Exercise prompt.
Copy out the comment about Yugo and Hyundai cars, beginning at the words "Hyundai also entered" and stopping after "followed by a bust.", and substitute "Pony" for "Excel".

I recall shopping for a car in Richmond, Virginia when the Yugos were available. I’m having a hard time remembering the primary large brand of the dealership that had them, but I do recall that the Yugos were sharing the row right in front of the showroom with a couple of Bitter SCs.
What ultimately killed the US Yugo exercise was that it would have taken engineering resources unavailable to Zastava to produce a version of that simple engine which could have passed US emissions requirements while using less fuel than a decent compact sedan and keeping up with traffic. Ultimately, they faked the emissions durability testing results and were caught. The cost of recalling all the cars made through 1989 convinced them to flee the US.
Hyundai also entered the bottom of the market during the same period. They also had cars of maligned quality and questionable robustness. The performance was considerably better though, because they started with Mitsubishi mechanicals that were considerably larger displacement and more advanced. The cheap US Yugos were 1.1 liters, while the Excel had 1.5 liter engines. It was much easier to meet emissions standards while maintaining some semblance of drivability with a 1.5 liter engine and a carburetor than with a 1.1 liter/carburetor combination. Even with that advantage, Hyundai’s early days in the US were a boom followed by a bust.
You’ve caught my attention! Got a link or pointer to the emissions test fakery?

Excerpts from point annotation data
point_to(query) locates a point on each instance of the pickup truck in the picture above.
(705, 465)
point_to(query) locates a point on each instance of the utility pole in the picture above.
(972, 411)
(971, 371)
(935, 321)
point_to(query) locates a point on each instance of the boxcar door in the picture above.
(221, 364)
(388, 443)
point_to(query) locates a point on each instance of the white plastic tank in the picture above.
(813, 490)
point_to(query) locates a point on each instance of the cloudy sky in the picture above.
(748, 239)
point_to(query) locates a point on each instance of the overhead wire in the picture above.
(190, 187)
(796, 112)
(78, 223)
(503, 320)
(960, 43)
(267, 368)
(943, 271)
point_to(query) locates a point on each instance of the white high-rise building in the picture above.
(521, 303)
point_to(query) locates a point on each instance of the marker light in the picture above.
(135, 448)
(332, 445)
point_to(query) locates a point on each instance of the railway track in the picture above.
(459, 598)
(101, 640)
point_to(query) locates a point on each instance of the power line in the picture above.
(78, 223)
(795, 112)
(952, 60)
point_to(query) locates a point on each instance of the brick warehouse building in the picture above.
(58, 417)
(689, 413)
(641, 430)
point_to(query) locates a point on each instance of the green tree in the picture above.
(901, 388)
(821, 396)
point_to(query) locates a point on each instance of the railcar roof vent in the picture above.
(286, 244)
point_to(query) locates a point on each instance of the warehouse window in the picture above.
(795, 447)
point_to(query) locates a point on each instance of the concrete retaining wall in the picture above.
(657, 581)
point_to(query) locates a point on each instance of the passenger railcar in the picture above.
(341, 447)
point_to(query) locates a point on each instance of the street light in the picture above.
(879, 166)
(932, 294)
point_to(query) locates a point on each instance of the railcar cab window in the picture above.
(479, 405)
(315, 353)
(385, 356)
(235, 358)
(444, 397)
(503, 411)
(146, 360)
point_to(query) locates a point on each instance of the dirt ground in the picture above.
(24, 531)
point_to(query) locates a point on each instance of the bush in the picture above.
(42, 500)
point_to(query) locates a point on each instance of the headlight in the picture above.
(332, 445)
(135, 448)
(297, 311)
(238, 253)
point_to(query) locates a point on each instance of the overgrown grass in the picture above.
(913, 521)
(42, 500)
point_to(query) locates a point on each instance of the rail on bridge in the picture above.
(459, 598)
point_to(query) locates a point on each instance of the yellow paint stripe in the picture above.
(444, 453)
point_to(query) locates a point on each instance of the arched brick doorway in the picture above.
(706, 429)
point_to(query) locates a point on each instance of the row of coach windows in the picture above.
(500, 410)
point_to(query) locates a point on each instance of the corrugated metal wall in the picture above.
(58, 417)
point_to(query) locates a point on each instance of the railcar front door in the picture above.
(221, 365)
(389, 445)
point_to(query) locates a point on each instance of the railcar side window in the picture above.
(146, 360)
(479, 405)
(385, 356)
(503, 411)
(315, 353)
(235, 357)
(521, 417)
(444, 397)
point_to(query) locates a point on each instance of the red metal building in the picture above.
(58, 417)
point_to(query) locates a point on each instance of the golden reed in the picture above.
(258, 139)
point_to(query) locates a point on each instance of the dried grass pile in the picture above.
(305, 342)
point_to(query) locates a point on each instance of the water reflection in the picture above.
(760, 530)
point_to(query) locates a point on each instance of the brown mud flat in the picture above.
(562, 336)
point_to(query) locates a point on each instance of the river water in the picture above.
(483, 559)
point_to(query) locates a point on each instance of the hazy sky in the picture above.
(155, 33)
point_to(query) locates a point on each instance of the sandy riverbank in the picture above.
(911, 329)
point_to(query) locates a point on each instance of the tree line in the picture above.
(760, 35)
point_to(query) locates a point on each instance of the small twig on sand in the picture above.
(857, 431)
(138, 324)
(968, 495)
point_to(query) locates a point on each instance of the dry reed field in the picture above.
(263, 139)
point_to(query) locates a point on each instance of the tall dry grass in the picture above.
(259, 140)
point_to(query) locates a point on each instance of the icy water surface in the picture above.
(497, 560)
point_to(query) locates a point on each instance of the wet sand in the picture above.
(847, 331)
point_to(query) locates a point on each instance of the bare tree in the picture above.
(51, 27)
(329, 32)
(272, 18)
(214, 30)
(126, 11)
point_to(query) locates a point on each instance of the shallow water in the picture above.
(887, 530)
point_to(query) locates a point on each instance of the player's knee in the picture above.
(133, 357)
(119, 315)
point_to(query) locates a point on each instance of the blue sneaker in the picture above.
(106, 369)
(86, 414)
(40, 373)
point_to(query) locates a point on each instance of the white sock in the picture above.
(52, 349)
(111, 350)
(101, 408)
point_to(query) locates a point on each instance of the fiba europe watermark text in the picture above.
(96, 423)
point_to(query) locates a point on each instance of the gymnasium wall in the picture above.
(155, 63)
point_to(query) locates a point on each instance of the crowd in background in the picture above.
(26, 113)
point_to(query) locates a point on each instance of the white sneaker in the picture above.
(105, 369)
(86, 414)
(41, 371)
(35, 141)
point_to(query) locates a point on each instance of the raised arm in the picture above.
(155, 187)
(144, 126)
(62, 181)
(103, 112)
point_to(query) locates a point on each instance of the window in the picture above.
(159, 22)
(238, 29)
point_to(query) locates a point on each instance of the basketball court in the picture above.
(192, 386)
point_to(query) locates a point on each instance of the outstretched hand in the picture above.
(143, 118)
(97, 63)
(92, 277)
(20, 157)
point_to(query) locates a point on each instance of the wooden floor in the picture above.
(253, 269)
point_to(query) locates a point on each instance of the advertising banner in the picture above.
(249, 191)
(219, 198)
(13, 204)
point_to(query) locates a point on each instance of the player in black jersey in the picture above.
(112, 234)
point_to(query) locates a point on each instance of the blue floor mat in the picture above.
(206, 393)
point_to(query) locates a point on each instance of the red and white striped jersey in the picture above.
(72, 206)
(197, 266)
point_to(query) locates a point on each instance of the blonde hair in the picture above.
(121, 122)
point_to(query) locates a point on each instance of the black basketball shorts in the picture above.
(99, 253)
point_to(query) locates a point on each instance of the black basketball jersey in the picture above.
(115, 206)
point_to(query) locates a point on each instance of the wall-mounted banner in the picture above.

Output for this exercise.
Hyundai also entered the bottom of the market during the same period. They also had cars of maligned quality and questionable robustness. The performance was considerably better though, because they started with Mitsubishi mechanicals that were considerably larger displacement and more advanced. The cheap US Yugos were 1.1 liters, while the Pony had 1.5 liter engines. It was much easier to meet emissions standards while maintaining some semblance of drivability with a 1.5 liter engine and a carburetor than with a 1.1 liter/carburetor combination. Even with that advantage, Hyundai’s early days in the US were a boom followed by a bust.